• [What to work on]:
Count the lines in the records below that contain the word "grass" and reply with only that number.
** START OF Input records **
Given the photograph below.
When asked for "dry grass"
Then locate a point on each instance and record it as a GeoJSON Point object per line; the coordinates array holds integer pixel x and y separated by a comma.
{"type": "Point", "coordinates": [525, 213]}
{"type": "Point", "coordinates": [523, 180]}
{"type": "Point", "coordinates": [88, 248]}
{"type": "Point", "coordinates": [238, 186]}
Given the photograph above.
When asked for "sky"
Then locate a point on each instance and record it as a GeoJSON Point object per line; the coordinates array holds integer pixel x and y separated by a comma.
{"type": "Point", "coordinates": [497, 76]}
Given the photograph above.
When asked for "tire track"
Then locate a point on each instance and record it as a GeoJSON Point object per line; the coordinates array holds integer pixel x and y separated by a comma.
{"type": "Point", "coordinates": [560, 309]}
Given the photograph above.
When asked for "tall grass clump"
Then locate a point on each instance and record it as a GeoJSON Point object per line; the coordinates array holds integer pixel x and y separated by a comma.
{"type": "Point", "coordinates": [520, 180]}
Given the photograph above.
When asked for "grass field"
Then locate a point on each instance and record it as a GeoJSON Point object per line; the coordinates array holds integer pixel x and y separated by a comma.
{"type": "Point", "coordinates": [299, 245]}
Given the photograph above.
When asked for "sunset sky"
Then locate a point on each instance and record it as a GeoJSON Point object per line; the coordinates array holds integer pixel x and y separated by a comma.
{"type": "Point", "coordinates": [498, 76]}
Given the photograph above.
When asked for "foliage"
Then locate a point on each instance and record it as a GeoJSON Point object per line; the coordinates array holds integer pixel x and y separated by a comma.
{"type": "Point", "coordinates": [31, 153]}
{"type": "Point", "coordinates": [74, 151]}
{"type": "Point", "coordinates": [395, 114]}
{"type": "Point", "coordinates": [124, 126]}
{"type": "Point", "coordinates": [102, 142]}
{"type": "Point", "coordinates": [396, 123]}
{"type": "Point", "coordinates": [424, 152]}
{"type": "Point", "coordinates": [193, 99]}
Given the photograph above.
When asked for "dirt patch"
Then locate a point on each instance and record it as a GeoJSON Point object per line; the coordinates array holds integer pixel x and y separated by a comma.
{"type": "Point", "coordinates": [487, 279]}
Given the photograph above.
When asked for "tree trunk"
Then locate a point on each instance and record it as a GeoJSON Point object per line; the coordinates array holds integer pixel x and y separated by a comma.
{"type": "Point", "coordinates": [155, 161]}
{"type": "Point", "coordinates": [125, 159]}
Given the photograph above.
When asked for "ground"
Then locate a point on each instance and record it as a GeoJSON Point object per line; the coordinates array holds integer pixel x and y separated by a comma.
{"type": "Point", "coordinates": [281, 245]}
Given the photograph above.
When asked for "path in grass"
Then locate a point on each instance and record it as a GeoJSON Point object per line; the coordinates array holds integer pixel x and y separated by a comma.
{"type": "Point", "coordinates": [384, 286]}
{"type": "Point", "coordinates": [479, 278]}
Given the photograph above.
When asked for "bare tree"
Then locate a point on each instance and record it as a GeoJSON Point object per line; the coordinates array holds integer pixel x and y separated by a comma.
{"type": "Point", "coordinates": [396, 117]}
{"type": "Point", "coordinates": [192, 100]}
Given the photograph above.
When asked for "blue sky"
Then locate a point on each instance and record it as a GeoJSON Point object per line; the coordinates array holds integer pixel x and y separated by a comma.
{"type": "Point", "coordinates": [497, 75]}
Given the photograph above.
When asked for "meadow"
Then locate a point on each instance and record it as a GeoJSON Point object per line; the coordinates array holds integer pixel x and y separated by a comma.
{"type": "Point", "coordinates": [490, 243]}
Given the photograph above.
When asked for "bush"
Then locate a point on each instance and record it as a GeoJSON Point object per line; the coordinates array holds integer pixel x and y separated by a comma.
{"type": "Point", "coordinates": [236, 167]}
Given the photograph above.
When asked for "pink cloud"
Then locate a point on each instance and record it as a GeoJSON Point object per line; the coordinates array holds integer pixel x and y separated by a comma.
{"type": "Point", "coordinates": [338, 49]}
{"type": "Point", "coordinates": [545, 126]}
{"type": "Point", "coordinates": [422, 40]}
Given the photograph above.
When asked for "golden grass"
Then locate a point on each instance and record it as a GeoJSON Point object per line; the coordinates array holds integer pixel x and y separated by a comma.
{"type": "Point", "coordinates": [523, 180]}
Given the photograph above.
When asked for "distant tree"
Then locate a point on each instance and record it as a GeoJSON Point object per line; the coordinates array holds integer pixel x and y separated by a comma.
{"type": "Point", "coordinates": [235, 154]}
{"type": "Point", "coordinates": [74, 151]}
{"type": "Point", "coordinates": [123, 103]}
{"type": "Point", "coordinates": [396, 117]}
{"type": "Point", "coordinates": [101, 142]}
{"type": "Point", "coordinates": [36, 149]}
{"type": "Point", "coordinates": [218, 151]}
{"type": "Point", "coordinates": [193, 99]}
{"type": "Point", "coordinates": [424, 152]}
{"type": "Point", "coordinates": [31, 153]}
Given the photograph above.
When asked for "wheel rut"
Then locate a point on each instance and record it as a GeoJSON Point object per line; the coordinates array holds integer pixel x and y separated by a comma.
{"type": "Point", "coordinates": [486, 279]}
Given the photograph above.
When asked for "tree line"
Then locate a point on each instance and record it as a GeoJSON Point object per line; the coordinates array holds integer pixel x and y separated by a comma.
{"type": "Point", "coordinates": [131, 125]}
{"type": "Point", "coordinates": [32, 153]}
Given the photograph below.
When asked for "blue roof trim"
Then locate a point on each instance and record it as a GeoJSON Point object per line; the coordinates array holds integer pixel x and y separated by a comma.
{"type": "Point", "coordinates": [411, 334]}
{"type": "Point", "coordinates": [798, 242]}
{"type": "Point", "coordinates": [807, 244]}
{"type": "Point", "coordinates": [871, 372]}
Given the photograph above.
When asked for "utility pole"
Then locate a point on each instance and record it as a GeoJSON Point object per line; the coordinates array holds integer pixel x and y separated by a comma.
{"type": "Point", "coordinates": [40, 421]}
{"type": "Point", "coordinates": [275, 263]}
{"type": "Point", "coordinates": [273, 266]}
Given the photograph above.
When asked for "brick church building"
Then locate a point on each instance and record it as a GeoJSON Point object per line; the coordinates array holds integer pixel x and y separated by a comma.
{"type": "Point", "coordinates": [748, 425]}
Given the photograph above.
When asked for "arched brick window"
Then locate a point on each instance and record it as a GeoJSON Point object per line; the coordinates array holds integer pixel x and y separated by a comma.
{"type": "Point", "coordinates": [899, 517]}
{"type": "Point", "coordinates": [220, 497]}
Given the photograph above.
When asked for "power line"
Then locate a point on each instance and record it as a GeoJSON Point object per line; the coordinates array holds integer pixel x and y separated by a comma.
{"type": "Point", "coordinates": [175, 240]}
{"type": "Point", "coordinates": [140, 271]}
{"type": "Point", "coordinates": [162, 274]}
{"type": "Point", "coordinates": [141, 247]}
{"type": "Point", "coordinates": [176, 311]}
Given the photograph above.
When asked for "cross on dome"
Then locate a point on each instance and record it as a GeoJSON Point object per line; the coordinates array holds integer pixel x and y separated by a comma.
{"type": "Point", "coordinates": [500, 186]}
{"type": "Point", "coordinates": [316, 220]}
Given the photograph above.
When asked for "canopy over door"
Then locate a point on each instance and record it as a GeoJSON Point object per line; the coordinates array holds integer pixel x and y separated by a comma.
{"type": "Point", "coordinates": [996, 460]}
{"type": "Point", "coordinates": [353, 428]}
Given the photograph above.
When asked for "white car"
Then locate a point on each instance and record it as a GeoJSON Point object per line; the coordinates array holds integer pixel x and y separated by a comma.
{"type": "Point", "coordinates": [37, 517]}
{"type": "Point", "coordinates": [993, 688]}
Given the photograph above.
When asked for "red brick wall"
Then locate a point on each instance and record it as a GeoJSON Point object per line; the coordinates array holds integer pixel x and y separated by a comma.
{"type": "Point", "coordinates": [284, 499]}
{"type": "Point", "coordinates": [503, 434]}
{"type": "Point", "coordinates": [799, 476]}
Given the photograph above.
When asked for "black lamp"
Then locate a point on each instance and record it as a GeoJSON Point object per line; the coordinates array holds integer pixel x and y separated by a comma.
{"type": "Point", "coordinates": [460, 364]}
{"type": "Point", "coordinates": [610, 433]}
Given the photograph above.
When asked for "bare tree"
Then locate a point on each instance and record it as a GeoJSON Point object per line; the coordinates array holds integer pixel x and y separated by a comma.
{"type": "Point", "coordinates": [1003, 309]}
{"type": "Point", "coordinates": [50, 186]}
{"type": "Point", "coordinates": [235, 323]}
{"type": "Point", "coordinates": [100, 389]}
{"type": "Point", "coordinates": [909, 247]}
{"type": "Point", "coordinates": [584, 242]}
** END OF Input records **
• [In response]:
5